EXERCISE MATERIALS Start Marker

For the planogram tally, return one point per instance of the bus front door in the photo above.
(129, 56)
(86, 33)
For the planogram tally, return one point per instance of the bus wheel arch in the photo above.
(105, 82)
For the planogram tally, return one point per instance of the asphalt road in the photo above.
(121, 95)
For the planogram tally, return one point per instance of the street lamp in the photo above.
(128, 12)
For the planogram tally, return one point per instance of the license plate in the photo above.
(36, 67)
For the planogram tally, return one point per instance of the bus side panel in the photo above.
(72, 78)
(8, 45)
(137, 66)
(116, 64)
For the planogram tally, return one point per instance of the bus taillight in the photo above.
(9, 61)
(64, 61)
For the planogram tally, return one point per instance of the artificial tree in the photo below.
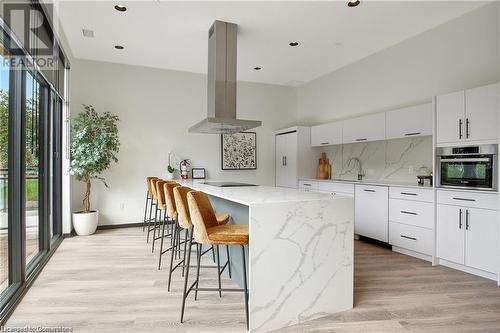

EXERCISE MATERIALS End Marker

### WHAT IS BEING ASKED:
All lines from the one containing "taillight in the photo above." through the end of the entries above must be given again exactly, with every picture omitted.

### COMPLETED TASK:
For the planogram tally, return one point per instance of the bus taillight in the photo above.
(9, 61)
(64, 61)
For the planogram tally, return one point per instance of the artificial tree in the photo below.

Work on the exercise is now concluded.